TASK OBJECTIVE:
Pick out every line in the records below that contains the string "wooden", and copy each of those lines in full.

───── DATA ENTRIES ─────

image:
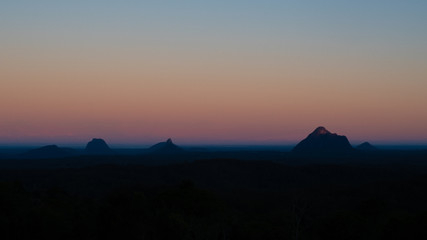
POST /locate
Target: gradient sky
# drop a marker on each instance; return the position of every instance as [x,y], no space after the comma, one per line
[212,71]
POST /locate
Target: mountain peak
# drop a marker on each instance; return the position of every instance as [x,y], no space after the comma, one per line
[165,147]
[97,146]
[323,141]
[321,131]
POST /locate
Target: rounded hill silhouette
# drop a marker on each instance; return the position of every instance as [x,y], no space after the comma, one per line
[165,147]
[323,141]
[98,146]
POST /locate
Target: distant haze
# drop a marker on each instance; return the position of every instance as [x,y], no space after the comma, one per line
[212,71]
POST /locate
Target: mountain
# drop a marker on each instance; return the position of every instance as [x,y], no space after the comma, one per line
[323,141]
[49,151]
[98,146]
[165,147]
[366,147]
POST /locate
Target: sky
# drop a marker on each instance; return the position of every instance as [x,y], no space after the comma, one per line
[212,72]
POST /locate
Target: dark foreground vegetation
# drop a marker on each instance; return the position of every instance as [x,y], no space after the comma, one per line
[220,199]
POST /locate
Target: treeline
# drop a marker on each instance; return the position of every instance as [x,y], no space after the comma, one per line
[193,202]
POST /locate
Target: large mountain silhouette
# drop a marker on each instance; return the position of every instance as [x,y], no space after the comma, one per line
[323,141]
[97,146]
[165,147]
[49,151]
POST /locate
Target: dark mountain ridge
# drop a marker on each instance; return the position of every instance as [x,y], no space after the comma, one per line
[323,141]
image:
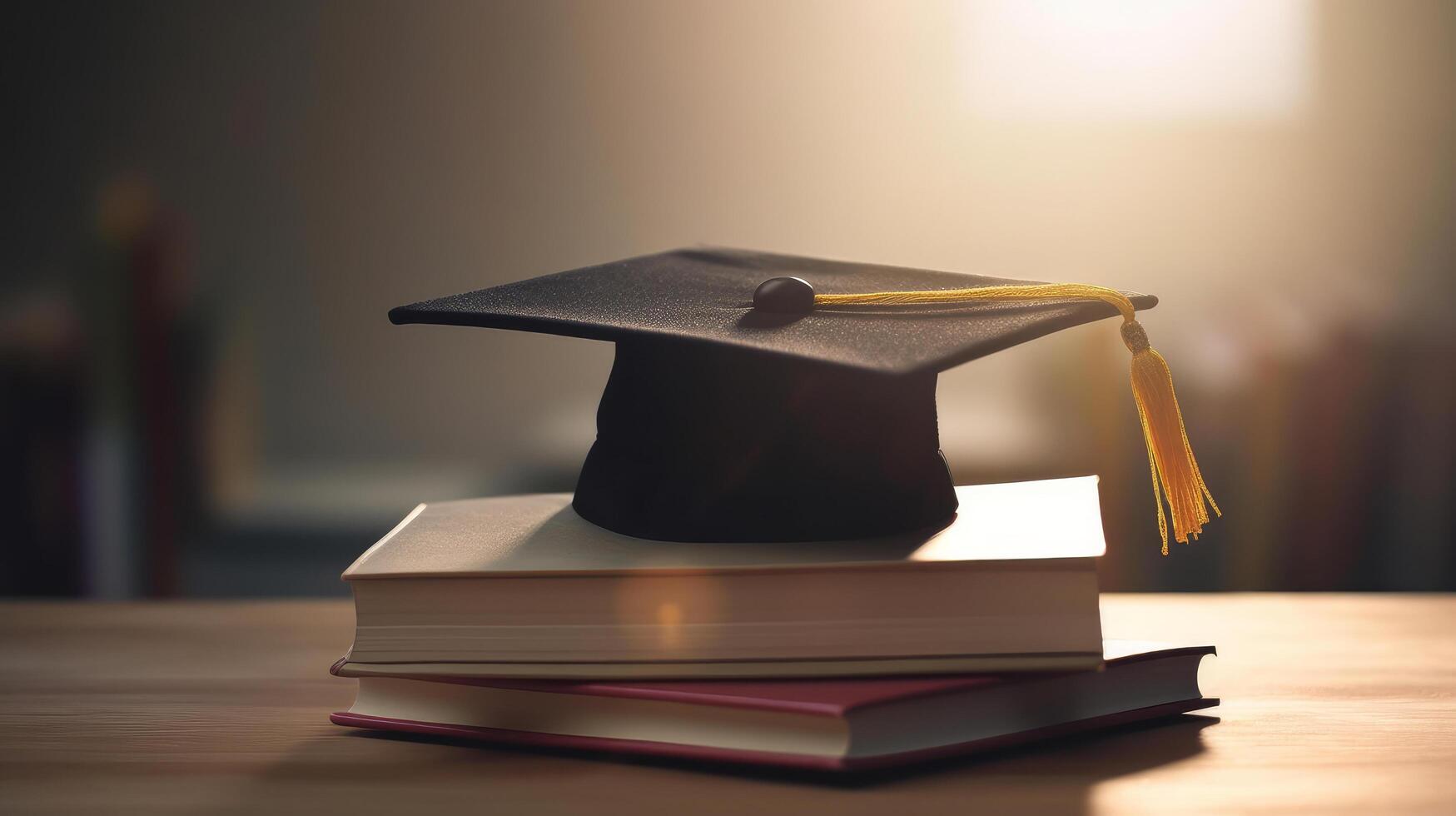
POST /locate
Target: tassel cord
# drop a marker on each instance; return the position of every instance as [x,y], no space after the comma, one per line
[1174,470]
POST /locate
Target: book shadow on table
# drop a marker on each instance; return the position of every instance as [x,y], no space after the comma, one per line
[1055,777]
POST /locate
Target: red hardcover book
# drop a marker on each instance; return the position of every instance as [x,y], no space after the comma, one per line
[827,724]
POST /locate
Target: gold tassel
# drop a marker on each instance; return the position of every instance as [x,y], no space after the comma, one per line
[1170,455]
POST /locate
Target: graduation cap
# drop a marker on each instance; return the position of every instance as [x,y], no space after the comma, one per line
[760,396]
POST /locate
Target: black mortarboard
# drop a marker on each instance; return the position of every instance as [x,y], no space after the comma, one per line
[724,421]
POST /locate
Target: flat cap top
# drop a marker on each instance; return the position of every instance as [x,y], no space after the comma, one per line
[707,296]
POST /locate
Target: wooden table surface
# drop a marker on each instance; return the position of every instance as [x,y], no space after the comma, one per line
[1333,703]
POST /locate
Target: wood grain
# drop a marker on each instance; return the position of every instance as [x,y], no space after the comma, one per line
[1333,704]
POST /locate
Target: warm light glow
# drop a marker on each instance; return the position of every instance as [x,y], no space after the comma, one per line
[1139,58]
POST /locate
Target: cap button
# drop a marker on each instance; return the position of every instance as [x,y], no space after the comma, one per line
[783,295]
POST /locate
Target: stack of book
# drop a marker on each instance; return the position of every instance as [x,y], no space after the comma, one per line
[514,621]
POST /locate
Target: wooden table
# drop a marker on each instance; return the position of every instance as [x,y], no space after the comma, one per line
[1331,704]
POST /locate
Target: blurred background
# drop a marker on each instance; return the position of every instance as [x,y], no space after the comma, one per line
[210,209]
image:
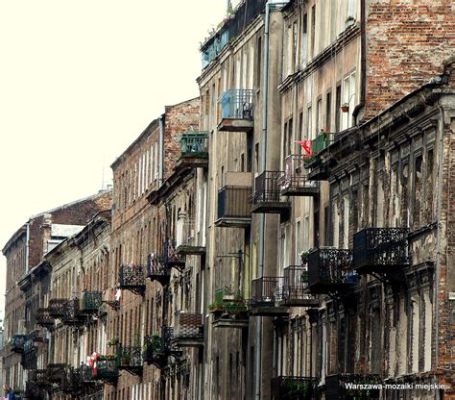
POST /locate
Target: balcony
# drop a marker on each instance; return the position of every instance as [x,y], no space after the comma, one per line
[90,302]
[294,388]
[106,369]
[194,150]
[294,181]
[336,386]
[130,359]
[34,391]
[186,242]
[266,295]
[267,194]
[44,318]
[156,270]
[57,307]
[155,351]
[234,208]
[56,374]
[330,270]
[381,250]
[295,289]
[171,257]
[132,277]
[312,161]
[17,343]
[237,110]
[29,355]
[229,310]
[188,330]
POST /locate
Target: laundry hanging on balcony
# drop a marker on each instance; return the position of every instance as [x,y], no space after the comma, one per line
[306,146]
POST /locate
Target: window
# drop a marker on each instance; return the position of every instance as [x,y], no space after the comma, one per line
[348,101]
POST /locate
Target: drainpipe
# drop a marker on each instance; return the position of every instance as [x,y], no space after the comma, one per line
[27,246]
[271,4]
[161,149]
[438,234]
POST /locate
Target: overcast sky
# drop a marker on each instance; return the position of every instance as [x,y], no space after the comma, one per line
[79,81]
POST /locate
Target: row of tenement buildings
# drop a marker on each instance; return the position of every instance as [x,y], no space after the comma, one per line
[288,233]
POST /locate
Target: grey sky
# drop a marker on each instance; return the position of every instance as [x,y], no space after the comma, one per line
[79,81]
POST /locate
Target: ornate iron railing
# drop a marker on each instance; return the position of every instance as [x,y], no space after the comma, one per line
[267,290]
[57,307]
[188,326]
[44,318]
[328,266]
[106,368]
[295,288]
[72,315]
[194,144]
[294,388]
[129,356]
[90,302]
[156,267]
[17,343]
[237,104]
[267,187]
[295,175]
[131,276]
[234,202]
[381,247]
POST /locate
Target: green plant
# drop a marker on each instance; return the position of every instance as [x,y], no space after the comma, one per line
[113,342]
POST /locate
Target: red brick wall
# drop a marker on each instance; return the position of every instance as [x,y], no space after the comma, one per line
[407,43]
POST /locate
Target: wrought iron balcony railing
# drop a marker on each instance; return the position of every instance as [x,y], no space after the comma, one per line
[44,318]
[330,270]
[381,249]
[57,307]
[234,208]
[106,368]
[29,355]
[266,296]
[295,288]
[157,270]
[17,343]
[294,388]
[155,351]
[267,195]
[336,386]
[130,358]
[171,257]
[237,104]
[188,330]
[132,277]
[34,391]
[90,302]
[294,181]
[194,144]
[229,309]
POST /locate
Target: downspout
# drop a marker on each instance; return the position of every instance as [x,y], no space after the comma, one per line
[27,246]
[263,167]
[161,149]
[363,63]
[438,236]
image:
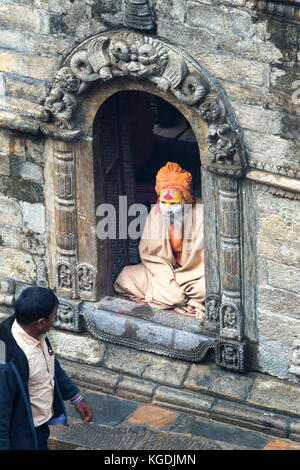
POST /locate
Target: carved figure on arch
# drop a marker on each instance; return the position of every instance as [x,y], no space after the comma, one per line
[171,274]
[65,276]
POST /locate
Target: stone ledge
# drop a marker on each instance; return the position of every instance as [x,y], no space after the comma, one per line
[281,182]
[278,424]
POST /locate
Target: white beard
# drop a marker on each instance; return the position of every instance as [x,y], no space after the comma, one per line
[172,216]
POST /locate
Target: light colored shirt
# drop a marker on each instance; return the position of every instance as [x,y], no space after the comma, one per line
[41,373]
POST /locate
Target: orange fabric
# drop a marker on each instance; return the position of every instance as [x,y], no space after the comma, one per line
[176,244]
[172,176]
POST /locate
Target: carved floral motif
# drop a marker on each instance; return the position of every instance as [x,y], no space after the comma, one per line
[67,317]
[231,356]
[86,280]
[138,14]
[140,57]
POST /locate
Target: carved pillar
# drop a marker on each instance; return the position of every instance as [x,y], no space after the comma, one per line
[65,218]
[230,315]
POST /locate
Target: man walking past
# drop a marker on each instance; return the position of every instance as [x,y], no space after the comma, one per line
[33,386]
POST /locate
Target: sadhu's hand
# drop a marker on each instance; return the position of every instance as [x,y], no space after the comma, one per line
[85,411]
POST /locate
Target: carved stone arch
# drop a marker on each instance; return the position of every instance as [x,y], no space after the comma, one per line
[95,70]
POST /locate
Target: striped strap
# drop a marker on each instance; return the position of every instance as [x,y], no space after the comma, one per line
[76,399]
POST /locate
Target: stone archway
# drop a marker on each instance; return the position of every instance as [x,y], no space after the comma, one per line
[95,70]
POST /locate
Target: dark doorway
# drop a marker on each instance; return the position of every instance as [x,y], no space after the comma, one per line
[136,133]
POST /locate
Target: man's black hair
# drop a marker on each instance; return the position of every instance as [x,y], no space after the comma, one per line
[34,303]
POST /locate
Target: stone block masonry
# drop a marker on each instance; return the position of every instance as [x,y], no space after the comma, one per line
[254,59]
[22,212]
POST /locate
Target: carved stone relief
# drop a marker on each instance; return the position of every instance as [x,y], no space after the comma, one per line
[139,57]
[68,317]
[86,281]
[138,15]
[212,319]
[7,292]
[231,325]
[295,367]
[73,279]
[231,355]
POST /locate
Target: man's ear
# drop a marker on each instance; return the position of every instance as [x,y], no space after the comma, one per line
[40,323]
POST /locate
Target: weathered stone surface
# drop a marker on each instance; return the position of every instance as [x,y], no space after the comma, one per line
[135,389]
[94,378]
[17,146]
[156,371]
[198,38]
[35,150]
[34,217]
[21,190]
[10,212]
[295,431]
[145,365]
[4,142]
[21,106]
[18,239]
[34,90]
[219,383]
[176,13]
[286,209]
[287,305]
[281,101]
[219,21]
[250,419]
[17,265]
[153,416]
[278,327]
[278,228]
[284,277]
[75,347]
[290,126]
[27,170]
[245,72]
[125,360]
[4,165]
[183,400]
[244,95]
[23,18]
[276,250]
[275,395]
[258,119]
[39,67]
[273,148]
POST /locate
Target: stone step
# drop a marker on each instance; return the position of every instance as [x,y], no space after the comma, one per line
[120,424]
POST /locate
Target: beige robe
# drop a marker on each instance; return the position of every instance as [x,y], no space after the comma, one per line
[157,280]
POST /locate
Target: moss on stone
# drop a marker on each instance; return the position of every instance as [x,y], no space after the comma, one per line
[21,190]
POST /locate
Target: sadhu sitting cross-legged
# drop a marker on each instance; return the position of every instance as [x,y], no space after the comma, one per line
[171,272]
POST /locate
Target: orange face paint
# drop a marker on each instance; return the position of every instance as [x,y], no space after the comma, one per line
[170,197]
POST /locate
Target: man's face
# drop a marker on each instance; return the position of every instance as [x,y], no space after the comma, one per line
[44,324]
[170,203]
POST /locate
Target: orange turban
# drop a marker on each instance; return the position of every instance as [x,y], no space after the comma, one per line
[172,176]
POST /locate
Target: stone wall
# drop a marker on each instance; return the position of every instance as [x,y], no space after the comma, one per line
[253,57]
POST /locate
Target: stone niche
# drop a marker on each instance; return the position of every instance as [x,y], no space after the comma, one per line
[88,162]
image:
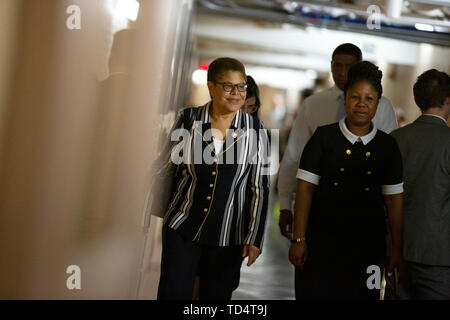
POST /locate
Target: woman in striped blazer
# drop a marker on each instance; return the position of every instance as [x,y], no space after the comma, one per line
[216,214]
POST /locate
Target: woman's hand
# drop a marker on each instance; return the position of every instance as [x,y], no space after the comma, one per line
[298,253]
[252,252]
[397,261]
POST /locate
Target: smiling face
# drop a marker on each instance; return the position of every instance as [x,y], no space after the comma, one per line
[340,65]
[361,101]
[227,102]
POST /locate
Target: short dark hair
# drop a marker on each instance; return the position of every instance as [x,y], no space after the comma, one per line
[253,91]
[365,71]
[221,65]
[431,89]
[348,48]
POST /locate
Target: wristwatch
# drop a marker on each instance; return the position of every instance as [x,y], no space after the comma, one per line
[298,240]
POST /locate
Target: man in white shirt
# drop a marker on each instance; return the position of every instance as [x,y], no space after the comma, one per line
[320,109]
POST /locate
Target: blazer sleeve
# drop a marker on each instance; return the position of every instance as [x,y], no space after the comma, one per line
[259,190]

─────

CORRECT OUTPUT:
Target: wooden table surface
Target: wooden table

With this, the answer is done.